■ **Task statement**
Continue the LM Studio guide below from the point where it stops.
BEGIN Text segment
Apr 27, 2026 · 8 min read

Last updated on Apr 19, 2026

LM Studio Complete Guide — Run Local LLMs With a GUI (2026)

LM Studio is a free desktop application that lets you download, run, and chat with open-source large language models entirely on your own hardware. No cloud. No subscription. No data leaving your machine.

Under the hood, it’s a polished GUI sitting on top of llama.cpp, the C++ inference engine that made local LLMs practical. What LM Studio adds is convenience: a model browser connected to HuggingFace, a built-in chat interface, an OpenAI-compatible API server, and automatic GPU detection — all without touching a terminal.

It’s become one of the most popular ways to run local models because it removes nearly all the friction. You install it, search for a model, click download, and start chatting. If you’ve been curious about running AI locally but didn’t want to wrestle with Python environments or Docker containers, this is where to start.

For a comparison with the CLI-first alternative, see our Ollama vs LM Studio vs vLLM breakdown.
END Text segment
BEGIN Record set
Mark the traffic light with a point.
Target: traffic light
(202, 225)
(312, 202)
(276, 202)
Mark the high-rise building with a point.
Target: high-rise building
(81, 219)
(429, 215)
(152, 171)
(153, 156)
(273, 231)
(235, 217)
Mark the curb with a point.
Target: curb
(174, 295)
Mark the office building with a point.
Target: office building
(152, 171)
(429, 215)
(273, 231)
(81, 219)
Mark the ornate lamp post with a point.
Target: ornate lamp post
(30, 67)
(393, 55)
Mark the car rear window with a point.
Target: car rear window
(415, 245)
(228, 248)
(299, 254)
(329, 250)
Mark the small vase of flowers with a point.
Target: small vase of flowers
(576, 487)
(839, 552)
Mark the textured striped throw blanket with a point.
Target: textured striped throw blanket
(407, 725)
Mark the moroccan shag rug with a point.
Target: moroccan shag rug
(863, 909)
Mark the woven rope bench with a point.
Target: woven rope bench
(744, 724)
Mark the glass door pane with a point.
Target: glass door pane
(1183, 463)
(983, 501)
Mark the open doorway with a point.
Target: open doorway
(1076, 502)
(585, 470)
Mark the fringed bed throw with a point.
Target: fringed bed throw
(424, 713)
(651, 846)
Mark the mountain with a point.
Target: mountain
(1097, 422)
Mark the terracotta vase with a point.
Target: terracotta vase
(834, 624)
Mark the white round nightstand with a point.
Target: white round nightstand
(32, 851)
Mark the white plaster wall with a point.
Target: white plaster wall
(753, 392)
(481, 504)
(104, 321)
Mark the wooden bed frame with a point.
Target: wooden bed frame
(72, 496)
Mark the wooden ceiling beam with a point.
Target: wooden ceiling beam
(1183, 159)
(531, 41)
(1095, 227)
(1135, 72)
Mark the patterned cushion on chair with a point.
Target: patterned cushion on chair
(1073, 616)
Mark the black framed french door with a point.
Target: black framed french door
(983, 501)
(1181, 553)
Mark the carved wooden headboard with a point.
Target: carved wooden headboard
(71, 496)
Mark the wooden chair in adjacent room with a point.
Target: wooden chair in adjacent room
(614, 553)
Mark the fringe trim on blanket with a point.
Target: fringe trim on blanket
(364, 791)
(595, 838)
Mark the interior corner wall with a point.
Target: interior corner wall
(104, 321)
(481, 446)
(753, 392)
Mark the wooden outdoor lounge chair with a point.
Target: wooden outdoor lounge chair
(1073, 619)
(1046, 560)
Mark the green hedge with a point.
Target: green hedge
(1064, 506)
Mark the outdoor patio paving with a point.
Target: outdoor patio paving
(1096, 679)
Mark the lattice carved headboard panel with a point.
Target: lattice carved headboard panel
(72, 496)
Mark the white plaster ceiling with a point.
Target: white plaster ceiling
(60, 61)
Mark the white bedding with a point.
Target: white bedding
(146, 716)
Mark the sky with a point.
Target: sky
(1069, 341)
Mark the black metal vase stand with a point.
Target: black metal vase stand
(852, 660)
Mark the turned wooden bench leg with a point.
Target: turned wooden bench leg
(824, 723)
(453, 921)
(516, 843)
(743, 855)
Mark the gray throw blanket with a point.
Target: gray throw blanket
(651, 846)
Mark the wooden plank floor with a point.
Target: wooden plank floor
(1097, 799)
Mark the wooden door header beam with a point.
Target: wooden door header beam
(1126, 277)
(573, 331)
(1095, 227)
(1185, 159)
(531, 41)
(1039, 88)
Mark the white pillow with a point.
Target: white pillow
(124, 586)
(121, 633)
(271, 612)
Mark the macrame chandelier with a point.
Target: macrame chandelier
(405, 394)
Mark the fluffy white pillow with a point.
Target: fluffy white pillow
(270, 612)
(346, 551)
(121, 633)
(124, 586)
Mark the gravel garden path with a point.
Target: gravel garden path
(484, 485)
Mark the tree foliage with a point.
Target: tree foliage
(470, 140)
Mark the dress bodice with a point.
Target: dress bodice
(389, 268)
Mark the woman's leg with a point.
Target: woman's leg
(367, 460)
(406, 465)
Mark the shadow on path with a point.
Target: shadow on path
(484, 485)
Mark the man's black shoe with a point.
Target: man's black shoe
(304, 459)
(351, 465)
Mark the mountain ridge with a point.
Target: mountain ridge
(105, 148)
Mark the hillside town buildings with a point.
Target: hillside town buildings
END Record set
■ **Response to the exercise**
System Requirements

Component	Minimum	Recommended
RAM	8 GB	16 GB+
GPU VRAM	Not required (CPU-only works)	8 GB+ VRAM
Disk	10 GB free	50 GB+ (models are large)
OS	Windows 10+, macOS 14+ (Apple Silicon only), Linux (x86_64)
GPU Support	NVIDIA (CUDA), Apple Silicon (Metal/MLX), AMD (Vulkan/ROCm)

Not sure if your GPU is enough? Check our guide on how much VRAM you actually need for AI.

Installation

macOS (Apple Silicon): Download the .dmg from lmstudio.ai, drag to Applications, done. Requires macOS 14 Sonoma or later. Metal acceleration is enabled automatically.

Windows: Download the installer from the same site. Run it. CUDA support is detected automatically if you have an NVIDIA GPU with up-to-date drivers.

Linux: Download the .AppImage, make it executable (chmod +x), and run. For Vulkan or ROCm GPU support, make sure your drivers are installed first.

That’s it — no Python, no dependencies, no Docker.

Downloading Your First Model

Open LM Studio and go to the Discover tab (the magnifying glass icon). This is a built-in browser for HuggingFace models, filtered to show compatible GGUF files.

What is GGUF?

GGUF is the file format used by llama.cpp for quantized models. Quantization compresses a model’s weights from full precision (16-bit) down to smaller representations (8-bit, 4-bit, etc.), dramatically reducing file size and memory usage with a modest quality trade-off.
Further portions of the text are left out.